* _Extract provided_
● ● ● ● ● ● ●

A Few Notes About Pandoc

You’re soaking in it.

January 8, 2016


I have now done two projects with Pandoc – this web site and the Ten Steps to Linux Survival book. During the process I’ve come to a few personal “best practices” the hard way. These are not hard-and-fast rules, but instead guidelines I’ve found helpful while developing content that will be processed by Pandoc.

Beware Pass-Through Code

You can “pass through” LaTeX and HTML in the Markdown, and Pandoc will write it out in the appropriate output formats. This is very powerful. It’s a must for creating an index in PDFs, for example. It’s also required for effectively using Bootstrap in HTML output, like with this site. But use this feature sparingly. It’s not a crutch to whip out just because you know how to do something in HTML, but don’t want to take the time to figure it out in Pandoc (because then why are you using Pandoc?)

Pandoc-flavored Markdown (PFM) is incredibly powerful – use it fully. For example, you can pass along HTML ids, classes and any other attributes on headers and code blocks in PFM, and that goes a long way toward styling, linking and scripting. HTML ids are auto-generated for headers as well using the header text, which is useful for creating internal links with PFM that are understood in both HTML (and related formats like EPUB, etc.) and LaTeX (and related formats like PDFs).

● ● ● ● ● ● ●

* _Data block_
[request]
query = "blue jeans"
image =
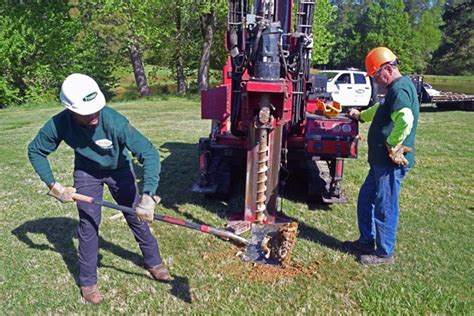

● ● ● ● ● ● ●

* _What the task requires_
Turn the paragraph starting "Pandoc-flavored Markdown (PFM) is incredibly powerful" in the Pandoc notes above into a short bulleted list that keeps its main facts.

* _Result of this task_
- Pandoc-flavored Markdown (PFM) is very powerful, so use it fully.
- PFM lets you pass HTML ids, classes and other attributes on headers and code blocks, which helps a lot with styling, linking and scripting.
- HTML ids for headers are generated automatically from the header text.
- These ids let you create internal links in PFM that work in both HTML (and related formats like EPUB) and LaTeX (and related formats like PDFs).